▸ **REQUIREMENTS**: Reproduce each of the lines word for word.
=== AVAILABLE DATA ===
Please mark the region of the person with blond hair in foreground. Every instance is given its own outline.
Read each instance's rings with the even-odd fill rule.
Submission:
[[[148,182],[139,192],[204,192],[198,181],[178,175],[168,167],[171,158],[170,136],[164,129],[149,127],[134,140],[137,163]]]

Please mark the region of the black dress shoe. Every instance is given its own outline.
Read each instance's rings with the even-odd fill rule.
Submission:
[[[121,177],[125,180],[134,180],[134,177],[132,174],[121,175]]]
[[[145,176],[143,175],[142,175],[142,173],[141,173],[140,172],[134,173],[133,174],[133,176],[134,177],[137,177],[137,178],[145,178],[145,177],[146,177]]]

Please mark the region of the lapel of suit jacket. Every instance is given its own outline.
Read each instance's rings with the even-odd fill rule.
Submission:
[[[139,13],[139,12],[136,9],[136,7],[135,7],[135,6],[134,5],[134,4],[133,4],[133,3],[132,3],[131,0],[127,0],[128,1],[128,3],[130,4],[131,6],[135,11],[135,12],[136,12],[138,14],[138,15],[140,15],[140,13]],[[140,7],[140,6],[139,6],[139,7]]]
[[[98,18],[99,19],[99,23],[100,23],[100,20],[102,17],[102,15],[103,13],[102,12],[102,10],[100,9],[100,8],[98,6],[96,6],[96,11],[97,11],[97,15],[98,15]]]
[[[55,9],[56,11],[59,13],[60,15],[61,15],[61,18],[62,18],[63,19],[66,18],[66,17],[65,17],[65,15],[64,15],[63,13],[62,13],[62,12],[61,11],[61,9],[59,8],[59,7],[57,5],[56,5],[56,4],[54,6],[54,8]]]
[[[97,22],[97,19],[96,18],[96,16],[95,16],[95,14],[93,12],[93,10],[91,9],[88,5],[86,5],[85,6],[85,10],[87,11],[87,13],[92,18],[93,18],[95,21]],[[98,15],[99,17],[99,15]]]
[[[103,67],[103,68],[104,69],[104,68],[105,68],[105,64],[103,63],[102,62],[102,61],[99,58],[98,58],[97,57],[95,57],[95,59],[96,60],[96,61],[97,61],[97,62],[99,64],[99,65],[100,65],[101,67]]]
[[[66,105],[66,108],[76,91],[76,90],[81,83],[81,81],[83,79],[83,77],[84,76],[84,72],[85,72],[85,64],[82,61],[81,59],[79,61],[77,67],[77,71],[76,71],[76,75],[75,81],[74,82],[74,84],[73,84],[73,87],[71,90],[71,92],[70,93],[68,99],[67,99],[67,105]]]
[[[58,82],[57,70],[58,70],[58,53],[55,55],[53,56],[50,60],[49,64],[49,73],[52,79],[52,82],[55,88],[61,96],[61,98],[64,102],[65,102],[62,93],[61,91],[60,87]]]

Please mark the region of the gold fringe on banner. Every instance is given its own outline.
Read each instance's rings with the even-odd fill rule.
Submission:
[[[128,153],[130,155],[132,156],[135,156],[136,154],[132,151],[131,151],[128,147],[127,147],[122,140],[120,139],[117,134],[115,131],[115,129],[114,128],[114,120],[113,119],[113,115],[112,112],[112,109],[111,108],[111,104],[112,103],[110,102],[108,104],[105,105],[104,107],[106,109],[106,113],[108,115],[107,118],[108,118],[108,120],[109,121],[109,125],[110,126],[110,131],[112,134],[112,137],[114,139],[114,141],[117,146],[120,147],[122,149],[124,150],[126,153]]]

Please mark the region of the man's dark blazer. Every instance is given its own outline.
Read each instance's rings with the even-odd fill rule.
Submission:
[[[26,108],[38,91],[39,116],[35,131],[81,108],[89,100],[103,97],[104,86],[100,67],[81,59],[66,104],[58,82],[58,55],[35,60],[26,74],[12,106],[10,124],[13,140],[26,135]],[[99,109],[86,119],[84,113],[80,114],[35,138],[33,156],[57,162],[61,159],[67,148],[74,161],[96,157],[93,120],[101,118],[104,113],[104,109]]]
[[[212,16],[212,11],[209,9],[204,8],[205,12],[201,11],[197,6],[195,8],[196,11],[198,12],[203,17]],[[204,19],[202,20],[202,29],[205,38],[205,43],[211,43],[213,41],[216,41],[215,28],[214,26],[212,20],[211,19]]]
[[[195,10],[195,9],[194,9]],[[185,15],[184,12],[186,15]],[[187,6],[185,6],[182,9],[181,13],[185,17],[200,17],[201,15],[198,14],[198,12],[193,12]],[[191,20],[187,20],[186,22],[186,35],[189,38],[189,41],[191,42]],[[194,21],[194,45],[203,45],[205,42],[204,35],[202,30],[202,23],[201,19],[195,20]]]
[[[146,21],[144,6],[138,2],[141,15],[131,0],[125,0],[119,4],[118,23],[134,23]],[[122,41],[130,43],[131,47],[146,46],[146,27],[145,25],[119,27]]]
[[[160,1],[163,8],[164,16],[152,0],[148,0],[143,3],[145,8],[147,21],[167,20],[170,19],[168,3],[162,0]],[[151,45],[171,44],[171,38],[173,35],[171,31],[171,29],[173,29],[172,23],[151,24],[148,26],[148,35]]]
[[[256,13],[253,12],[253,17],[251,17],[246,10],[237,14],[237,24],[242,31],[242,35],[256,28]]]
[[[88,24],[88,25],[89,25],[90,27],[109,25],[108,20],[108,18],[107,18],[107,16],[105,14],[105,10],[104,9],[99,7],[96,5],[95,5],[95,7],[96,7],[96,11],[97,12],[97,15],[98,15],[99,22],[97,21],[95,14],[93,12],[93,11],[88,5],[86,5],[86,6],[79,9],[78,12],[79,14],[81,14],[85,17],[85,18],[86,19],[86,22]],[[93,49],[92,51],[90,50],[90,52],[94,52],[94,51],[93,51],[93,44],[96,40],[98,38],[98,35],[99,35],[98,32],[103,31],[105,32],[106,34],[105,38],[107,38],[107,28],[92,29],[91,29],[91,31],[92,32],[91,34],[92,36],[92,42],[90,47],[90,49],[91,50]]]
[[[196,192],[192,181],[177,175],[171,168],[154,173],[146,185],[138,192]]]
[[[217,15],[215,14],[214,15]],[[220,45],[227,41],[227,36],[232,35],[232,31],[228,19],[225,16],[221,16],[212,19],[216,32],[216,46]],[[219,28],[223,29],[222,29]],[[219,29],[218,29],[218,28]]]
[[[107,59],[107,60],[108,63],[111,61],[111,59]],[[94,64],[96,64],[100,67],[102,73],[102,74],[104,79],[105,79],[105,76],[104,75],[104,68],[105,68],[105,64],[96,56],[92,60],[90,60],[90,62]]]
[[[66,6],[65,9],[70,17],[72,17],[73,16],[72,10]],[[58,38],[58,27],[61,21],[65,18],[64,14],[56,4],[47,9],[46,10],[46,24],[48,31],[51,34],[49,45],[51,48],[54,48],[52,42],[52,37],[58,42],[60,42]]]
===
▸ **SOLUTION BELOW**:
Please mark the region of the person with blond hair in foreground. Every instance is given its own outline.
Read each instance's rings with the even-odd fill rule.
Submission:
[[[148,182],[139,192],[204,192],[198,181],[178,175],[168,167],[171,158],[170,136],[164,129],[149,127],[134,140],[137,163]]]

Please mark the region of the black dress shoe. Every instance is given its own outline.
Read each instance's rings with the even-odd fill rule.
Submission:
[[[121,177],[125,180],[134,180],[134,177],[132,174],[121,175]]]
[[[145,176],[143,175],[142,175],[142,173],[141,173],[140,172],[134,173],[133,174],[133,176],[134,177],[137,177],[137,178],[145,178],[145,177],[146,177]]]

Please mark the region of the lapel of suit jacket. Every instance is given its own outline.
Read each instance's rings with the even-odd fill rule.
Submission:
[[[139,13],[139,12],[136,9],[136,7],[135,7],[135,6],[134,5],[134,4],[133,4],[133,3],[132,3],[131,0],[127,0],[128,1],[128,3],[130,4],[131,6],[135,11],[135,12],[136,12],[138,14],[138,15],[140,15],[140,13]],[[140,7],[140,6],[139,6],[139,7]]]
[[[98,18],[99,19],[99,23],[100,23],[100,20],[102,17],[102,15],[103,13],[102,12],[102,10],[100,9],[100,8],[98,6],[96,6],[96,11],[97,11],[97,15],[98,15]]]
[[[55,9],[56,11],[59,13],[60,15],[61,15],[61,18],[62,18],[63,19],[66,18],[66,17],[65,17],[65,15],[64,15],[63,13],[62,13],[62,12],[61,11],[61,9],[59,8],[59,7],[57,5],[56,5],[56,4],[54,6],[54,8]]]
[[[97,22],[97,19],[96,18],[96,16],[95,16],[95,14],[93,12],[93,10],[91,9],[88,5],[86,5],[85,6],[85,10],[87,11],[87,13],[92,18],[93,18],[95,21]],[[98,15],[99,17],[99,15]]]
[[[103,67],[103,68],[104,69],[104,68],[105,68],[105,64],[103,63],[102,62],[102,61],[99,58],[98,58],[97,57],[95,57],[95,59],[96,60],[96,61],[97,61],[97,62],[99,64],[99,65],[100,65],[101,67]]]
[[[66,105],[66,108],[76,91],[76,90],[81,83],[81,81],[83,79],[83,77],[84,76],[84,72],[85,72],[85,64],[82,61],[81,59],[79,61],[77,67],[77,71],[76,71],[76,75],[75,81],[74,82],[74,84],[73,84],[73,87],[71,90],[71,92],[70,93],[68,99],[67,99],[67,105]]]
[[[58,82],[57,70],[58,70],[58,53],[55,55],[53,56],[50,60],[49,64],[49,73],[52,79],[52,82],[55,88],[61,96],[61,98],[64,102],[65,102],[62,93],[61,91],[60,87]]]

Please mark the region of the gold fringe on banner. Every instance is given its own outline.
Read each instance's rings with the even-odd fill rule.
Submission:
[[[128,153],[130,155],[132,156],[135,156],[136,154],[132,151],[131,151],[128,147],[127,147],[122,140],[120,139],[117,134],[115,131],[115,129],[114,128],[114,120],[113,119],[113,115],[112,112],[112,109],[111,108],[111,104],[112,103],[110,102],[108,104],[105,105],[104,107],[106,109],[106,113],[108,115],[107,118],[108,118],[108,120],[109,121],[109,125],[110,126],[110,131],[112,134],[112,137],[114,139],[114,141],[117,146],[120,147],[122,149],[124,150],[126,153]]]

Please mark the region of the man's dark blazer. Every instance is given its own outline.
Read each instance's rings with the even-odd fill rule.
Submission:
[[[26,108],[38,91],[39,116],[35,131],[81,108],[89,100],[103,97],[104,86],[100,67],[81,59],[66,104],[58,82],[58,55],[35,60],[26,74],[12,106],[10,124],[13,140],[26,135]],[[99,109],[86,119],[84,113],[80,114],[35,138],[33,156],[57,162],[61,159],[67,148],[74,161],[96,157],[93,120],[101,118],[104,113],[104,109]]]
[[[212,16],[212,11],[209,9],[204,8],[205,12],[201,11],[197,6],[195,8],[196,11],[198,12],[203,17]],[[204,19],[202,20],[202,29],[205,38],[205,43],[211,43],[213,41],[216,41],[215,28],[214,26],[212,20],[211,19]]]
[[[195,10],[195,9],[194,9]],[[185,15],[184,12],[186,15]],[[187,6],[185,6],[182,9],[181,13],[185,17],[200,17],[201,15],[198,14],[198,12],[193,12]],[[191,20],[187,20],[186,22],[186,35],[189,38],[189,41],[191,42]],[[194,21],[194,45],[203,45],[205,42],[204,35],[202,30],[202,23],[201,19],[195,20]]]
[[[146,21],[144,6],[138,2],[141,15],[131,0],[125,0],[119,4],[118,23],[134,23]],[[122,41],[130,43],[131,47],[146,46],[146,27],[145,25],[119,27]]]
[[[160,1],[163,8],[164,16],[152,0],[148,0],[143,3],[145,8],[147,21],[167,20],[170,19],[168,3],[162,0]],[[151,45],[171,44],[171,38],[173,35],[171,31],[171,29],[173,29],[172,23],[151,24],[148,26],[148,35]]]
[[[256,13],[253,12],[253,17],[251,17],[246,10],[237,14],[237,24],[242,31],[242,35],[256,28]]]
[[[88,24],[88,25],[89,25],[90,27],[109,25],[108,20],[108,18],[107,18],[107,16],[105,14],[105,10],[104,9],[99,7],[96,5],[95,5],[95,7],[96,7],[96,11],[97,12],[97,15],[98,15],[99,22],[97,21],[95,14],[93,12],[93,11],[88,5],[86,5],[86,6],[79,9],[78,12],[79,14],[81,14],[85,17],[85,18],[86,19],[86,22]],[[93,49],[92,51],[90,50],[90,52],[94,52],[94,51],[93,51],[93,44],[96,40],[98,38],[98,35],[99,35],[98,32],[103,31],[105,32],[106,34],[105,38],[107,38],[107,28],[92,29],[91,29],[91,31],[92,32],[91,34],[92,36],[92,42],[90,47],[90,49],[91,50]]]
[[[196,192],[192,181],[177,175],[171,168],[154,173],[146,185],[138,192]]]
[[[217,15],[215,14],[214,15]],[[220,45],[227,41],[227,36],[232,35],[232,31],[228,19],[225,16],[221,16],[212,19],[216,32],[216,46]],[[219,28],[223,29],[222,29]],[[219,29],[218,29],[218,28]]]
[[[107,59],[107,60],[108,63],[111,61],[111,59]],[[94,64],[96,64],[100,67],[102,73],[102,74],[104,79],[105,79],[105,76],[104,75],[104,68],[105,68],[105,64],[96,56],[92,60],[90,60],[90,62]]]
[[[66,6],[65,9],[70,17],[72,17],[73,16],[72,10]],[[58,38],[58,27],[61,21],[65,18],[64,14],[56,4],[47,9],[46,10],[46,24],[48,31],[51,34],[49,45],[51,48],[54,48],[52,42],[52,37],[58,42],[60,42]]]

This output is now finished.